◆ Aim of the task
Every line from the one containing "of beans, written" to the final line of the material below must be reproduced exactly; leave out all other lines.

◆ Data to use
------------------------------

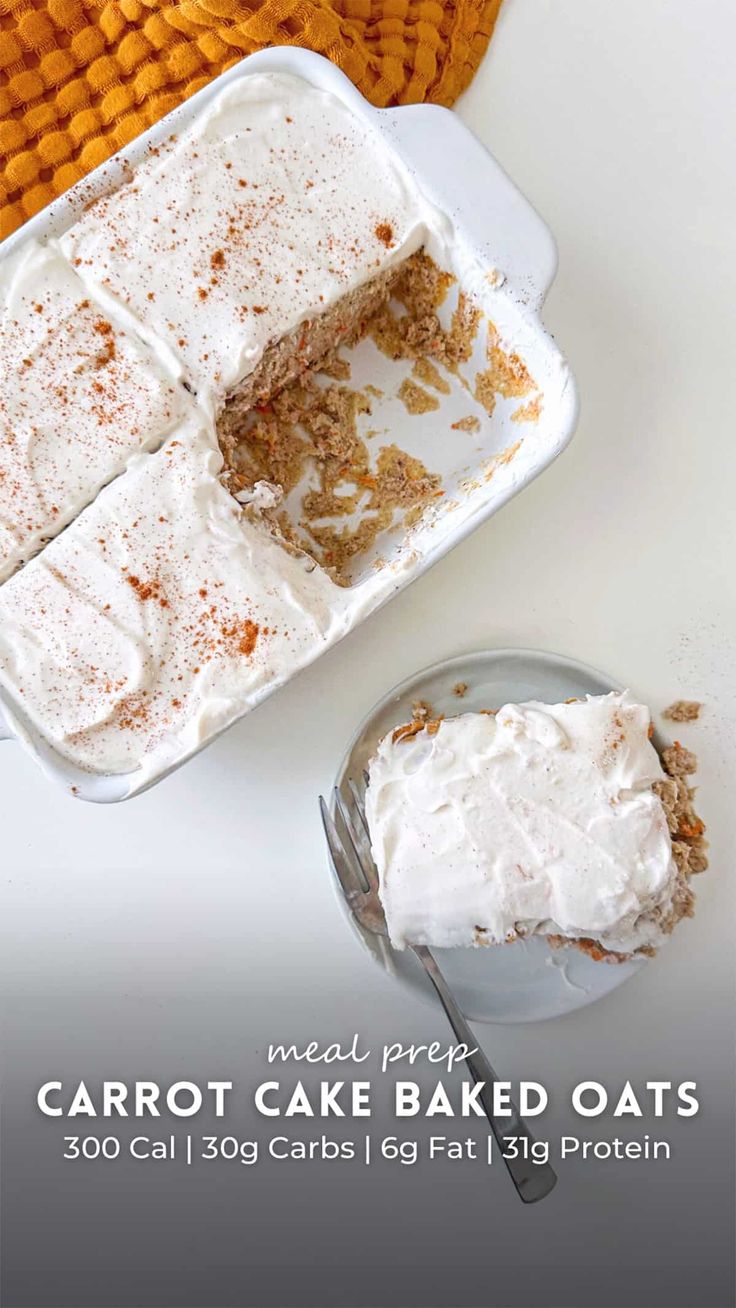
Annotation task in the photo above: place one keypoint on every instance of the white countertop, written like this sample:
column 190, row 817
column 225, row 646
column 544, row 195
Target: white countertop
column 616, row 120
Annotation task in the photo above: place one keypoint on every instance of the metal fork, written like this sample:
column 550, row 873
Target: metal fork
column 352, row 858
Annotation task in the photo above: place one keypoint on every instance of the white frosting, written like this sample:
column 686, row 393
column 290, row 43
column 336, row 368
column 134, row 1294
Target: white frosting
column 158, row 616
column 540, row 819
column 273, row 206
column 77, row 396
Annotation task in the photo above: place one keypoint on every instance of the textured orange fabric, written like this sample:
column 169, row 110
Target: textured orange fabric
column 79, row 79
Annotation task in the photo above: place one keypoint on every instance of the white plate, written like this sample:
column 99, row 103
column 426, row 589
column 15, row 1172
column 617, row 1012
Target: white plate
column 527, row 981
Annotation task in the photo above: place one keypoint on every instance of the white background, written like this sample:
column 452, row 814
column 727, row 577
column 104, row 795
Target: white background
column 617, row 122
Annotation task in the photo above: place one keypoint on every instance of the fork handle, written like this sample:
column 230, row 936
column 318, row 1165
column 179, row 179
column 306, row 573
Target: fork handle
column 534, row 1181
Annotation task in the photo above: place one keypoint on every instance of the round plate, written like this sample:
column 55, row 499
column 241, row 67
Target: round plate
column 526, row 981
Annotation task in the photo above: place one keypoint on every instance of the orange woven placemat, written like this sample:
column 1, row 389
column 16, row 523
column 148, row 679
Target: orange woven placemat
column 79, row 79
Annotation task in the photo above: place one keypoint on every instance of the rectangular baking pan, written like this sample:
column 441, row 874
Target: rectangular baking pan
column 502, row 253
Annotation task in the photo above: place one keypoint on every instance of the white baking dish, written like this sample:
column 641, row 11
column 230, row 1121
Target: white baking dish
column 502, row 253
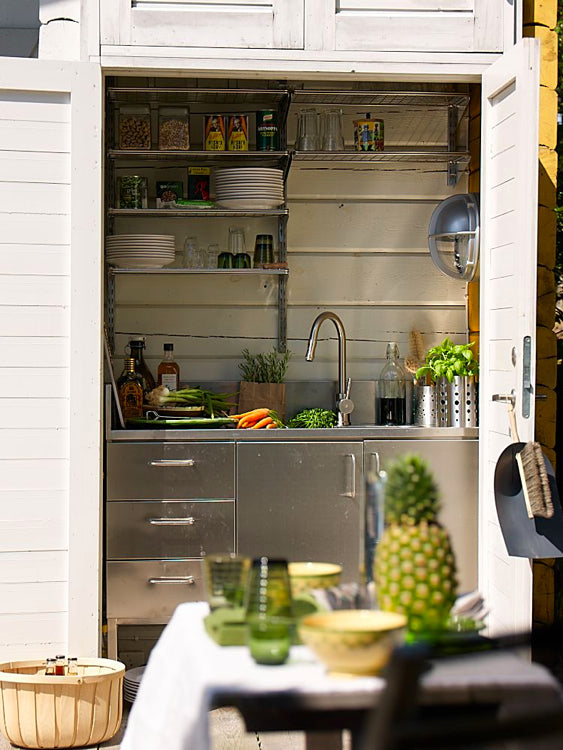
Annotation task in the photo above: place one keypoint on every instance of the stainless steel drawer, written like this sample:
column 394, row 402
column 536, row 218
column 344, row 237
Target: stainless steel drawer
column 152, row 589
column 168, row 471
column 170, row 528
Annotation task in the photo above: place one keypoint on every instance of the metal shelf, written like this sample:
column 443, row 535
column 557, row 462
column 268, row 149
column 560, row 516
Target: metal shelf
column 186, row 213
column 207, row 271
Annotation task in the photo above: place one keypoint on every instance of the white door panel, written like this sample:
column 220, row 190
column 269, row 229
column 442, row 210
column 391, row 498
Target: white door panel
column 509, row 168
column 50, row 287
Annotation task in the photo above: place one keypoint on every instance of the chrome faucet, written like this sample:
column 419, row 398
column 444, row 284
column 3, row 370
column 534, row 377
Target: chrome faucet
column 344, row 404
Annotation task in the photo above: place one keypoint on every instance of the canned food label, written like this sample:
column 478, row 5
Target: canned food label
column 214, row 133
column 368, row 135
column 238, row 133
column 267, row 134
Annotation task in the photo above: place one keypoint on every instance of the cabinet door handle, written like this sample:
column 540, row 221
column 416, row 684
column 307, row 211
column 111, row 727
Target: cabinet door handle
column 172, row 462
column 352, row 478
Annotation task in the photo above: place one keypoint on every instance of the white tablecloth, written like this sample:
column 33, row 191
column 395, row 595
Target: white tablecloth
column 186, row 666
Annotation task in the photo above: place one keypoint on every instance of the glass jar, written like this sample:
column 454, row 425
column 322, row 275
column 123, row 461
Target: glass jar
column 173, row 129
column 135, row 127
column 132, row 191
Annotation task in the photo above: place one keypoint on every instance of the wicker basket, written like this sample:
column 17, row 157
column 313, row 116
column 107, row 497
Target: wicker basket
column 50, row 712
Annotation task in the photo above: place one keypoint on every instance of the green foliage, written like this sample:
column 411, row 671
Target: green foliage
column 313, row 419
column 264, row 368
column 448, row 360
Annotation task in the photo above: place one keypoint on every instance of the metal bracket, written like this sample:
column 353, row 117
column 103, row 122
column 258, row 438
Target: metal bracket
column 526, row 376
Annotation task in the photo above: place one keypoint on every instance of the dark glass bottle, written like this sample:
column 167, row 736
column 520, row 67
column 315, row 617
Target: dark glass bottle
column 136, row 347
column 391, row 390
column 130, row 390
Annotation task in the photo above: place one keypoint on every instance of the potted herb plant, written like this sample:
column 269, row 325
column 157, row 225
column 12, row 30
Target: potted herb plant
column 262, row 383
column 452, row 370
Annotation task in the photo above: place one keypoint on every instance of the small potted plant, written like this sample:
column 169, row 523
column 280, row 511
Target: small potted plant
column 262, row 383
column 452, row 370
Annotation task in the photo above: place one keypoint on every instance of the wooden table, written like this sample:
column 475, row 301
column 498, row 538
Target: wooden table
column 188, row 673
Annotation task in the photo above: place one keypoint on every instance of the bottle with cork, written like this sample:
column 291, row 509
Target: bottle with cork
column 168, row 372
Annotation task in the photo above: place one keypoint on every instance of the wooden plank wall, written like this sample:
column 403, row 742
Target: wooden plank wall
column 357, row 245
column 34, row 372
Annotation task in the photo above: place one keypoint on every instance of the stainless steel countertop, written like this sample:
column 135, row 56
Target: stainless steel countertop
column 355, row 433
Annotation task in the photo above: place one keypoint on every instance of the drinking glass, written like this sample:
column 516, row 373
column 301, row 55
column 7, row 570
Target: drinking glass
column 331, row 128
column 269, row 611
column 225, row 580
column 236, row 241
column 213, row 252
column 307, row 130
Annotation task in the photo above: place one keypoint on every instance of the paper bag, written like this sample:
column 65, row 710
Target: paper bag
column 258, row 395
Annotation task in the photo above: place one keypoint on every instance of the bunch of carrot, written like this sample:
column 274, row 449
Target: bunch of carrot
column 257, row 419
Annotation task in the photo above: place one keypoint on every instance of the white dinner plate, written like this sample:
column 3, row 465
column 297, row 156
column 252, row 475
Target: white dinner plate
column 250, row 204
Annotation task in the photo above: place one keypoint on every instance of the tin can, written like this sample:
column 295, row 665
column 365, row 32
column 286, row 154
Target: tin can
column 237, row 133
column 368, row 134
column 267, row 133
column 214, row 130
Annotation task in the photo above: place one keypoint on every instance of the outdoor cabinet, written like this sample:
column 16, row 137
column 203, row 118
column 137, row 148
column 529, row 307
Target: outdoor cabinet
column 326, row 26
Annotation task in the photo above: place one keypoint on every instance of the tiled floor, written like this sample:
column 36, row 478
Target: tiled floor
column 227, row 733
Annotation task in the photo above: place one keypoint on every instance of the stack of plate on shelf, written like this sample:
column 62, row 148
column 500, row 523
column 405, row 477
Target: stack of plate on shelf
column 140, row 250
column 250, row 188
column 131, row 682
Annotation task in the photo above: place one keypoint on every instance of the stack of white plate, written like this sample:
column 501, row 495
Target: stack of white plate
column 131, row 681
column 140, row 250
column 251, row 188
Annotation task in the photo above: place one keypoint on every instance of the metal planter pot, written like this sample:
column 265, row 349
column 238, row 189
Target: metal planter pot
column 456, row 402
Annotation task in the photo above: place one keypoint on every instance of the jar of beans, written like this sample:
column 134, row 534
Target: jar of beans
column 173, row 129
column 134, row 127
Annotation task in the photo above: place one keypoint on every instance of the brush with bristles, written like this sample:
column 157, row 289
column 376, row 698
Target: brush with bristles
column 533, row 475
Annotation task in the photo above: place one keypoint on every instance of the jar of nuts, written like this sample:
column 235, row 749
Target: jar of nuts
column 173, row 128
column 135, row 127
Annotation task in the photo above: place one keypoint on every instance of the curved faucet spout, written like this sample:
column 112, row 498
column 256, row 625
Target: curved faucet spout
column 343, row 403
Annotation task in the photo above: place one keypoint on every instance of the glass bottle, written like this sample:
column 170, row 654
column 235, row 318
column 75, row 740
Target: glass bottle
column 168, row 370
column 130, row 390
column 136, row 347
column 391, row 390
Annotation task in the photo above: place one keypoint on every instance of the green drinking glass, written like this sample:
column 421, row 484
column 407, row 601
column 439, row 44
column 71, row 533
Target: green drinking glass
column 269, row 611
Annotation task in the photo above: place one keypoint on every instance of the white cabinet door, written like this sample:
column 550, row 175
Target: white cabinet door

------------------------------

◆ Exercise output
Annotation task in the photo above: place one keypoint on every instance of the jar of beans, written like this sample:
column 134, row 534
Target: jar of beans
column 173, row 129
column 134, row 127
Annotation task in the photo above: place one keypoint on every instance of the brush with bristles, written like this sample:
column 157, row 289
column 376, row 698
Target: brush with bristles
column 533, row 475
Annotation task in the photo above: place one keypoint on every instance of the jar of nuts, written like this sample:
column 235, row 749
Target: jar of nuts
column 173, row 128
column 135, row 127
Annotation task in the photo above: place one keypoint on every instance of the curved faucet spout, written like this sample:
column 112, row 498
column 256, row 625
Target: curved faucet spout
column 343, row 403
Annotation task in the photo above: place one keypoint on every instance of the glass bottle, written like this sample:
column 170, row 654
column 235, row 318
column 75, row 740
Target: glass bottle
column 168, row 370
column 130, row 390
column 136, row 347
column 391, row 390
Annotation task in the photo above: place one keypoint on every instance of the green drinking glass, written like this sample:
column 421, row 484
column 407, row 601
column 439, row 44
column 71, row 533
Target: green drinking glass
column 269, row 611
Annotation task in the photo above: place one keypoint on every instance of the white cabinet door, written like this sample:
column 550, row 175
Target: white cabinet door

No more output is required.